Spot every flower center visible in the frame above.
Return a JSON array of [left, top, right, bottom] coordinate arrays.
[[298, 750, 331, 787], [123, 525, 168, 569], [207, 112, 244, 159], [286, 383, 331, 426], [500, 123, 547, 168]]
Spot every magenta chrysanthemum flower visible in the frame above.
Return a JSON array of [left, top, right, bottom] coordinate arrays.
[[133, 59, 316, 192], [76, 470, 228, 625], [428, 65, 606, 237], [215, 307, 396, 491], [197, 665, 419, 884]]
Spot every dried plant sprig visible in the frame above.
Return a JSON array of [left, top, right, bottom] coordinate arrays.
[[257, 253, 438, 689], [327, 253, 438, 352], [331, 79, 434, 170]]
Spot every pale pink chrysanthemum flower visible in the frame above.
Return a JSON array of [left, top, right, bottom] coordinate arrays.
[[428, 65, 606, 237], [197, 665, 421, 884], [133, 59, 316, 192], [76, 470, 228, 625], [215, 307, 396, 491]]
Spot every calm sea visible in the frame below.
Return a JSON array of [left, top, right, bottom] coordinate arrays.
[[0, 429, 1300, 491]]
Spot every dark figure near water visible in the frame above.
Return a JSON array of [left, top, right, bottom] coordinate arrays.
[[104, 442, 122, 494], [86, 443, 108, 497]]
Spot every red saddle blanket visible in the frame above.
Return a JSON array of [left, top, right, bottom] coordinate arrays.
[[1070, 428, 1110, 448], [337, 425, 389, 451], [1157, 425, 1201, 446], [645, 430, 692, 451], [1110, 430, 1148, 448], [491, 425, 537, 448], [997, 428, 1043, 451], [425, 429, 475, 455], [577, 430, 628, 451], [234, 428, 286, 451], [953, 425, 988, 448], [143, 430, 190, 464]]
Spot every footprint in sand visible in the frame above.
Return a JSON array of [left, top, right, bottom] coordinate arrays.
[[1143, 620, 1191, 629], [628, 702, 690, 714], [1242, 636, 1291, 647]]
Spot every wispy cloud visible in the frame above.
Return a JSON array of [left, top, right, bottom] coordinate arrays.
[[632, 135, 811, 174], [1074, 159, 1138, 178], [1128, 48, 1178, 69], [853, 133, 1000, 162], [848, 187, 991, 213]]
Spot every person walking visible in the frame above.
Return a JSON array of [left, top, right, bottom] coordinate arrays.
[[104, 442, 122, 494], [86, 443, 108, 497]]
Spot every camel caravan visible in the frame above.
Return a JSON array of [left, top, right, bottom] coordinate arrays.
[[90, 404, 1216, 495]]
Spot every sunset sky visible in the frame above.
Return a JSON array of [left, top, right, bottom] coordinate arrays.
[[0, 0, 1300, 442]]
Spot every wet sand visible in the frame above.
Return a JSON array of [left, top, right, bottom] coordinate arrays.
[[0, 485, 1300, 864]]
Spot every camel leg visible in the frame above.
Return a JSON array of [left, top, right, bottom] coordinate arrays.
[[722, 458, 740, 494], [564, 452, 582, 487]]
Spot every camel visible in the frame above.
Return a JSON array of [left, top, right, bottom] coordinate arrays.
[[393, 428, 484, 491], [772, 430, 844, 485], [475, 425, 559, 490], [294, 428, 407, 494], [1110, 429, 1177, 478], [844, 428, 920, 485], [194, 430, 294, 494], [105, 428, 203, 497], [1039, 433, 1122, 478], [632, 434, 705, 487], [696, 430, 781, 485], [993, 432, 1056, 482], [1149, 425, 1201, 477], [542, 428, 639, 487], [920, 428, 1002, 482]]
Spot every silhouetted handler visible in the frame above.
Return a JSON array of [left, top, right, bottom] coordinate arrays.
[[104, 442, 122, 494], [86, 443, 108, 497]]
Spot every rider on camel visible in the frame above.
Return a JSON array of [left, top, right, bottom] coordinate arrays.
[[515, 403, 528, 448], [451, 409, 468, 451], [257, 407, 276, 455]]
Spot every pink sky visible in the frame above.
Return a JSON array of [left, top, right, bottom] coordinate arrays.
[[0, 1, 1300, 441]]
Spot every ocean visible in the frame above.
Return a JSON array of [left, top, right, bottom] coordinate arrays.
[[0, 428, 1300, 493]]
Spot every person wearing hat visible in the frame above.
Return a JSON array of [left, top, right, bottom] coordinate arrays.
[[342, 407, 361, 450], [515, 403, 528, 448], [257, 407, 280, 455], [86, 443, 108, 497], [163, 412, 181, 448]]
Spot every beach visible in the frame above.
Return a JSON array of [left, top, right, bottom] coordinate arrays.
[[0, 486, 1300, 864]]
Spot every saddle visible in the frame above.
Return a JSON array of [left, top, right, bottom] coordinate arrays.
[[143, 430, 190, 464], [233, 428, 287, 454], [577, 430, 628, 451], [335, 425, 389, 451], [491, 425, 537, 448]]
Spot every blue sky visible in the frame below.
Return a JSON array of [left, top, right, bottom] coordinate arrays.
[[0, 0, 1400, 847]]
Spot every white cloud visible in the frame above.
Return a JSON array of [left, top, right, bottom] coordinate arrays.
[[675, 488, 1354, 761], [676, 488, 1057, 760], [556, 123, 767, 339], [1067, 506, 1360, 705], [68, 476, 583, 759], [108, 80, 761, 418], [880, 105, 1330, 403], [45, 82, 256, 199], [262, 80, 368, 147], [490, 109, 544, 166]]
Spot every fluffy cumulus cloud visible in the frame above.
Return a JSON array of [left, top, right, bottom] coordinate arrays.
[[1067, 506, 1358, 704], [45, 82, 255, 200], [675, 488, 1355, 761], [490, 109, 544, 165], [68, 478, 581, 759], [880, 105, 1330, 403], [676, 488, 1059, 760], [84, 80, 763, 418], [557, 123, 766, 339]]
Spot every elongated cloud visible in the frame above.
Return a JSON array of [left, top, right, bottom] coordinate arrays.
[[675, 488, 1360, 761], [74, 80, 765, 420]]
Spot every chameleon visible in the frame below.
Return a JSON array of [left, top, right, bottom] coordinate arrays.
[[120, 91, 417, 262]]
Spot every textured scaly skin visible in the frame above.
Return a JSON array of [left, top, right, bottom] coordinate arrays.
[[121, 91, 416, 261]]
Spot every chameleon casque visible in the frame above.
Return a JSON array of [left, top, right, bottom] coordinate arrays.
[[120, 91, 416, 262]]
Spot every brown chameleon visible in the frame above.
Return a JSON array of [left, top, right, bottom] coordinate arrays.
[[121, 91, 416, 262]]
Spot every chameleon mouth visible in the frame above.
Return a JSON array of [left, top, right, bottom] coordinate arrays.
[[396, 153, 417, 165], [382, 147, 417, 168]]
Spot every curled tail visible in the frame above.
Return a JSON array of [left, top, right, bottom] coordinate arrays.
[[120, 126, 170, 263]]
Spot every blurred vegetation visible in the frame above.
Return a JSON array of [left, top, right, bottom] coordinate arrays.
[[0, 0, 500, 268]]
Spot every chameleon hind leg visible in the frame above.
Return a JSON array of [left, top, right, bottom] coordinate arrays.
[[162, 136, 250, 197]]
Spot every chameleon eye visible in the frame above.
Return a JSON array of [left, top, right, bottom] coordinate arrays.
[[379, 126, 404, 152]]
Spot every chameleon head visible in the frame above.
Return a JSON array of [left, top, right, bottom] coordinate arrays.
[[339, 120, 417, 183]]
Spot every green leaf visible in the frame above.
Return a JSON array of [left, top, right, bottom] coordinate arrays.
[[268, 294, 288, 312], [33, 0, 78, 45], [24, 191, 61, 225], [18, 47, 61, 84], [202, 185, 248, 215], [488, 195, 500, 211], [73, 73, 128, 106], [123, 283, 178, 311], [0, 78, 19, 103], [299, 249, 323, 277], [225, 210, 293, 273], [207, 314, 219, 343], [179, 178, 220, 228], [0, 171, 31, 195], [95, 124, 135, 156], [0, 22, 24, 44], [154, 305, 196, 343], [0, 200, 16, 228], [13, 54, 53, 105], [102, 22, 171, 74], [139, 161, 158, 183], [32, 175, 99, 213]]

__Exercise objective__.
Extract each line of the listing above that contains the string "pink".

__Answer to the problem__.
Spot every pale pink chrysanthemum flower visible in the frame above.
Spot every pink sky visible in the frame above.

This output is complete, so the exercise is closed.